» **Supplied records**:

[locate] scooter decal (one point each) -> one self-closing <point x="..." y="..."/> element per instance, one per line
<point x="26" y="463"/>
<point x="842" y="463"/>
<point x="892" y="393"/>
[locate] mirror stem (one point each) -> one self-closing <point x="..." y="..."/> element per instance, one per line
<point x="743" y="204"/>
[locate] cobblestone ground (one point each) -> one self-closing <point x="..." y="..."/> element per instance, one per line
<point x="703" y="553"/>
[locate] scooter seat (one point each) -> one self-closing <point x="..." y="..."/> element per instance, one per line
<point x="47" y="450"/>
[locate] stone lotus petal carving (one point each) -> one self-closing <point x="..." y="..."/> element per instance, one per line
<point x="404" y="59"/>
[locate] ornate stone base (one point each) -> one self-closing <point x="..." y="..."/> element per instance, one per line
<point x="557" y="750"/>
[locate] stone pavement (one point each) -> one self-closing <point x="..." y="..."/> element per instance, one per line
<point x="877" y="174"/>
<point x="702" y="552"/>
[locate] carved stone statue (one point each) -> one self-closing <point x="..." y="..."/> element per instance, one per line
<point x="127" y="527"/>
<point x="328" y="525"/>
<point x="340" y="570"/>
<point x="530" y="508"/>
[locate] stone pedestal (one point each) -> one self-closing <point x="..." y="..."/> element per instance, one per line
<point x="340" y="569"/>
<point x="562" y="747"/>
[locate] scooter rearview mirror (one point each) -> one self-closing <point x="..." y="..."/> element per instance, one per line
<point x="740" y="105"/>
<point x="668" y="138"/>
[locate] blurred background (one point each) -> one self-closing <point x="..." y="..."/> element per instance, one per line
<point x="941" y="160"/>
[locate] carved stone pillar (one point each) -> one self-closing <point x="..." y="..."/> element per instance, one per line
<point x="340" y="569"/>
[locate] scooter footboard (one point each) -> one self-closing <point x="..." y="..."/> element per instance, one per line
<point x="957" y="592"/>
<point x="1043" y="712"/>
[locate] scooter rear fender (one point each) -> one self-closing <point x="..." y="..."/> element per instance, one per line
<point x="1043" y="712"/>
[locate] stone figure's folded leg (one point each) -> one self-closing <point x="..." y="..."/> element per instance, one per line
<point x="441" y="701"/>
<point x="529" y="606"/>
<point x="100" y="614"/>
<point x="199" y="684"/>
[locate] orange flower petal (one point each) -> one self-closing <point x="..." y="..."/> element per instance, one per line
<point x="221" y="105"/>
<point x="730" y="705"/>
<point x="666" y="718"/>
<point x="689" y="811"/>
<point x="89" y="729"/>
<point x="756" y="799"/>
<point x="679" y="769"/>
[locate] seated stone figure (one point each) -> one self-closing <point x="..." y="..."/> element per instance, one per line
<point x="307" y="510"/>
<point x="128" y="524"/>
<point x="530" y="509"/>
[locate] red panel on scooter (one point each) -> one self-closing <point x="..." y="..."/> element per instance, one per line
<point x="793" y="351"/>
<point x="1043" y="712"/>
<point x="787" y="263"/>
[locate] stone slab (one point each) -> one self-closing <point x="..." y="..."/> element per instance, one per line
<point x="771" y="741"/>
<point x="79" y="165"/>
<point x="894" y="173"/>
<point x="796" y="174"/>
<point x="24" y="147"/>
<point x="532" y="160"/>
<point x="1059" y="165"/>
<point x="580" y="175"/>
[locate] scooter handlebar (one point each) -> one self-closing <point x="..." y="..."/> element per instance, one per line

» **What is asked**:
Can you rewrite every line of the entries above as a Markdown table, with the row number in a column headed Row and the line itself in a column headed Line? Leave out any blank lines.

» **Solved exercise**:
| Row | Line |
|---|---|
| 1 | [locate] scooter decal (one point each) -> one self-closing <point x="..." y="..."/> element per instance, one per line |
| 2 | <point x="26" y="463"/> |
| 3 | <point x="842" y="463"/> |
| 4 | <point x="892" y="393"/> |
| 5 | [locate] mirror stem (one point each) -> one self-closing <point x="..." y="..."/> element per instance, one per line |
| 6 | <point x="743" y="204"/> |
| 7 | [locate] cobblestone ground (one point each) -> one self-closing <point x="..." y="..."/> element per instance, one per line |
| 8 | <point x="703" y="553"/> |
| 9 | [locate] scooter seat (one point each) -> one self-closing <point x="..." y="..."/> element per instance, one per line |
| 10 | <point x="47" y="450"/> |
| 11 | [locate] stone lotus petal carving (one point each) -> one self-closing <point x="..." y="..."/> element per instance, one per line |
| 12 | <point x="404" y="59"/> |
| 13 | [locate] ornate stone base (one point each) -> one self-closing <point x="..." y="..."/> element per instance, one per line |
| 14 | <point x="557" y="750"/> |
| 15 | [locate] stone pavement (one point each) -> one self-closing <point x="..." y="..."/> element per instance, one per line |
| 16 | <point x="877" y="174"/> |
| 17 | <point x="702" y="552"/> |
| 18 | [locate] carved stone statue (one point each) -> one self-closing <point x="..." y="..."/> element per instance, one per line |
| 19 | <point x="127" y="527"/> |
| 20 | <point x="328" y="525"/> |
| 21 | <point x="340" y="570"/> |
| 22 | <point x="530" y="508"/> |
| 23 | [locate] stone pedestal (one point each) -> one self-closing <point x="..." y="..."/> element per instance, one per line |
| 24 | <point x="340" y="569"/> |
| 25 | <point x="562" y="747"/> |
| 26 | [locate] scooter rearview mirror (one point each) -> one self-closing <point x="..." y="..."/> element per instance, one per line |
| 27 | <point x="740" y="105"/> |
| 28 | <point x="668" y="138"/> |
| 29 | [locate] blurred background (one point each) -> one self-closing <point x="..." y="..."/> element per instance, one per line |
| 30 | <point x="941" y="160"/> |
| 31 | [locate] carved stone pillar (one point each) -> one self-closing <point x="..." y="..."/> element per instance, one per line |
| 32 | <point x="340" y="569"/> |
| 33 | [locate] scooter footboard (one point each) -> one self-closing <point x="..." y="..."/> element per instance, one per line |
| 34 | <point x="957" y="592"/> |
| 35 | <point x="1043" y="712"/> |
| 36 | [locate] scooter rear fender (one point each) -> one self-closing <point x="..." y="..."/> element per instance, one per line |
| 37 | <point x="1043" y="712"/> |
| 38 | [locate] stone figure's folded leg (one point each) -> one self-closing <point x="..." y="..."/> element per instance, one per line |
| 39 | <point x="441" y="701"/> |
| 40 | <point x="529" y="606"/> |
| 41 | <point x="100" y="614"/> |
| 42 | <point x="199" y="684"/> |
| 43 | [locate] orange flower petal (one point each) -> one self-closing <point x="..." y="..."/> element per instance, one per line |
| 44 | <point x="221" y="105"/> |
| 45 | <point x="730" y="705"/> |
| 46 | <point x="666" y="718"/> |
| 47 | <point x="689" y="811"/> |
| 48 | <point x="89" y="729"/> |
| 49 | <point x="756" y="799"/> |
| 50 | <point x="679" y="769"/> |
| 51 | [locate] seated stone figure (one point each) -> one self-closing <point x="..." y="..."/> element per instance, one per line |
| 52 | <point x="307" y="510"/> |
| 53 | <point x="128" y="524"/> |
| 54 | <point x="530" y="509"/> |
| 55 | [locate] red panel on scooter (one point each) -> one self-closing <point x="..." y="..."/> element per instance, one per line |
| 56 | <point x="793" y="351"/> |
| 57 | <point x="1043" y="712"/> |
| 58 | <point x="787" y="263"/> |
| 59 | [locate] stone slab (one point each) -> one self-closing <point x="..." y="..."/> element per instance, one per line |
| 60 | <point x="771" y="741"/> |
| 61 | <point x="79" y="165"/> |
| 62 | <point x="894" y="173"/> |
| 63 | <point x="796" y="174"/> |
| 64 | <point x="24" y="147"/> |
| 65 | <point x="532" y="160"/> |
| 66 | <point x="1059" y="165"/> |
| 67 | <point x="580" y="175"/> |
| 68 | [locate] scooter handlebar (one point each) -> one self-closing <point x="..." y="..."/> element per instance, one per line |